Problems to solve:
A. From the CSV export thread, extract the passage starting at "We have a form" and ending at "hammering server RAM.".
B. In the CSV export thread, how many results does the form have that will not export fully?
C. List every distinct memory size mentioned in the CSV export thread, naming each once.

Source extract:
○ ○ ○ ○ ○ ○ ○
Exporting many form results to CSV - Before I File a Bug Report

Permalink
V8.5.0

We have a form with 2500 results which refuses to export fully unless I up the PHP execution time (fair enough sometimes) and the memory limit to 1GB which is definitely NOT fair enough. This is stock C5 forms and dashboard export from reports.

My assumption is that the code returning the form results is loading the entire result set into memory rather than streaming it from a DB buffer out to CSV in a loop which should be able to deal with a very large number of results without hammering server RAM.

If this is the case then that is extremely undesirable behaviour, especially if as few as 2500 records needs the PHP memory limit upping from an already robust 256Mb.

I wanted to check, before submitting this as a bug, that the very latest version of C5 doesn't have this already addressed.

This is a site dealing with COVID-19 regional support and having the reports fall over like this is unacceptable. Likewise we don't have infinite server RAM. At this rate we'll be out of RAM again in 6 days, I only upped it from 128Mb to 256Mb yesterday.

Normally we'd build out our own DB tables for stuff like this but obviously a rapid build was required so we're not using our own DB routines which definitely would stream results row-by-row to CSV tmp file on disk before sending to the client rather than attempting to load them en masse.

surefyre
View Replies:
MrKDilkington replied on at Permalink Reply
MrKDilkington
Hi surefyre,

It appears that the CSV export for form results is a streamed response.
https://github.com/concrete5/concrete5/blob/develop/concrete/control...

Is there a lot of information in each result?
surefyre replied on at Permalink Reply
surefyre
Not at all, about 23 fields to the form.

I suspect that somewhere down the rabbit hole of streamedResponse, which I just looked at but don't have time to wade through, there's a fetchAll() happening on the DB to retrieve the Express entries for the form results. This appears to be the 'default' behaviour in C5 for many things where I've dealt with DB stuff that isn't of my own making.

If it were truly streamed in the sense of row-by-row from the query result then there's no way I'd need to alter the php memory limit from 128Mb to past double that as these form entries grew in number.

I'm sure streamedResponse does what it says on the tin but elsewhere the data to be streamed is being loaded in one huge chunk.
○ ○ ○ ○ ○ ○ ○
Data section:
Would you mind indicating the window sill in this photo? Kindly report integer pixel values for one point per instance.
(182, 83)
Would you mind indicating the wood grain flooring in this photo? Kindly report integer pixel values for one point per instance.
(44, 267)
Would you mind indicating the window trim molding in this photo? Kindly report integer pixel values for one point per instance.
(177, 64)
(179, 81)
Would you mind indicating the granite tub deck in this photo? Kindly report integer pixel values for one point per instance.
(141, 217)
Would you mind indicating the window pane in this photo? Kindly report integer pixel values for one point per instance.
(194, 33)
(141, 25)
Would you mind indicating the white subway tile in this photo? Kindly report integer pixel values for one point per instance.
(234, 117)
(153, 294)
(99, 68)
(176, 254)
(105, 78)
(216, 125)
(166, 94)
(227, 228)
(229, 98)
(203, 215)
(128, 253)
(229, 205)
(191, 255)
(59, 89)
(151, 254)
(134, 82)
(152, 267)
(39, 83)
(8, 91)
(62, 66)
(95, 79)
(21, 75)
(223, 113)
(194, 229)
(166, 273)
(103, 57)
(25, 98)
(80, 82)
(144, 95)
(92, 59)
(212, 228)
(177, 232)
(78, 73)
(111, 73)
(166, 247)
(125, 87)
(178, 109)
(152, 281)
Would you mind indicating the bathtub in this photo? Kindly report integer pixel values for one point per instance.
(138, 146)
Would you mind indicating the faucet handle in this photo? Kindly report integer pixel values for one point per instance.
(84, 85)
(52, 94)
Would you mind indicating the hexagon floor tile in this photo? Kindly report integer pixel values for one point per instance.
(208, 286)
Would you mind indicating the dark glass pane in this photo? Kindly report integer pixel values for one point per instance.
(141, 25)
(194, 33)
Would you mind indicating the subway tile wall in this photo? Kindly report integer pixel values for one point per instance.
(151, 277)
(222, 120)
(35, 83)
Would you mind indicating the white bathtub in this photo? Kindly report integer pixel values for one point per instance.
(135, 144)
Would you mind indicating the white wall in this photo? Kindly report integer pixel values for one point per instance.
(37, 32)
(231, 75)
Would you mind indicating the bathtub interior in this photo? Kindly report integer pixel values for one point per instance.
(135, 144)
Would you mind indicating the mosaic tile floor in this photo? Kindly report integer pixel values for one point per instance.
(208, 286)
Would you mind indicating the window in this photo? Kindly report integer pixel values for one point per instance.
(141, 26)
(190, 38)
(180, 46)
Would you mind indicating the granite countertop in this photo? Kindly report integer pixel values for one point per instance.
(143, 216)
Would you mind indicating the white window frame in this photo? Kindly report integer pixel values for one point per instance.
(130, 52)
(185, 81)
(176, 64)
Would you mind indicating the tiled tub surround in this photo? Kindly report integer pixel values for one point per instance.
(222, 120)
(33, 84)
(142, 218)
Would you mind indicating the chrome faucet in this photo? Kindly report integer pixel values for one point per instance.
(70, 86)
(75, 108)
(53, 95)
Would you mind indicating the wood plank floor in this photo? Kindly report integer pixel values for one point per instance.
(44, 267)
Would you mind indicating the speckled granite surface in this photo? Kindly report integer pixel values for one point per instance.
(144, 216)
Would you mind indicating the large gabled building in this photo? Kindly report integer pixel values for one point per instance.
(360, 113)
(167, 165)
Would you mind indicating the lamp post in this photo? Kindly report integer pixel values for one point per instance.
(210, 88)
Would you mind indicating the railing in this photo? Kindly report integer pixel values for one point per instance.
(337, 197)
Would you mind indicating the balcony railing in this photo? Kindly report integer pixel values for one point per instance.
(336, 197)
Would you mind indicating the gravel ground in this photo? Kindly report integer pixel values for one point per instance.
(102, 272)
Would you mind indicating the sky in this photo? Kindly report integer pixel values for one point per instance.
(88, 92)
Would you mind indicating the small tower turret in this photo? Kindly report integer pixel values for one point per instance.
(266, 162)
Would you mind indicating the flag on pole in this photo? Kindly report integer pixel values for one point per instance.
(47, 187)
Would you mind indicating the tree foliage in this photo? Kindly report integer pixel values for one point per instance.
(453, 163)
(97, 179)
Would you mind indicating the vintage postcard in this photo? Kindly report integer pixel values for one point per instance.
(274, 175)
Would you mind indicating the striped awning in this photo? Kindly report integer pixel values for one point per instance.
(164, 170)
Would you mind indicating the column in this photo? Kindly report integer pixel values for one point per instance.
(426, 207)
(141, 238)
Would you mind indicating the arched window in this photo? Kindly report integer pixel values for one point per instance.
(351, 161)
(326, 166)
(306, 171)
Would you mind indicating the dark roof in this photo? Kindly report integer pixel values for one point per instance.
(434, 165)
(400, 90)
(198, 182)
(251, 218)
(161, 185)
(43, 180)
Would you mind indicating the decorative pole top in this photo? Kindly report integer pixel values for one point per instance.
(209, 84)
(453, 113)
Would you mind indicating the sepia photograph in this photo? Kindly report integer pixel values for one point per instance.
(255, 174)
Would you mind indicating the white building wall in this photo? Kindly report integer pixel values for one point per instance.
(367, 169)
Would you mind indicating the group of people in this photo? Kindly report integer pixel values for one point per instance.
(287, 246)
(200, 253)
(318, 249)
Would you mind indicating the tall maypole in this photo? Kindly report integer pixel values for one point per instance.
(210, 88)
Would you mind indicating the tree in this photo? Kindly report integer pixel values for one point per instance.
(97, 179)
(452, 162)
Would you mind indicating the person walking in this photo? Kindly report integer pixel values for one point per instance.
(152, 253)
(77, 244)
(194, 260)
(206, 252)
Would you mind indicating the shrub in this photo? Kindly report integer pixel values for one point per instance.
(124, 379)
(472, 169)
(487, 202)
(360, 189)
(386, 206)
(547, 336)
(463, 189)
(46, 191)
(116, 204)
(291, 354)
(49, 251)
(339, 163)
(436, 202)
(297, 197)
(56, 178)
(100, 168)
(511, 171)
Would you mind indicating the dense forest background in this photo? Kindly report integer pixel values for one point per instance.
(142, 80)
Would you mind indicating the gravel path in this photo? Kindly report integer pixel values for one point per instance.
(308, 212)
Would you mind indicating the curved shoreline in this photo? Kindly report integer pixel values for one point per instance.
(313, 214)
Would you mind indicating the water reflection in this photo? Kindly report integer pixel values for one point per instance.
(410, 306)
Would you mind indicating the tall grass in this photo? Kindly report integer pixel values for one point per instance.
○ ○ ○ ○ ○ ○ ○
Solutions for each task:
A.
We have a form with 2500 results which refuses to export fully unless I up the PHP execution time (fair enough sometimes) and the memory limit to 1GB which is definitely NOT fair enough. This is stock C5 forms and dashboard export from reports.

My assumption is that the code returning the form results is loading the entire result set into memory rather than streaming it from a DB buffer out to CSV in a loop which should be able to deal with a very large number of results without hammering server RAM.

B. 2500 results.

C.
1GB
256Mb
128Mb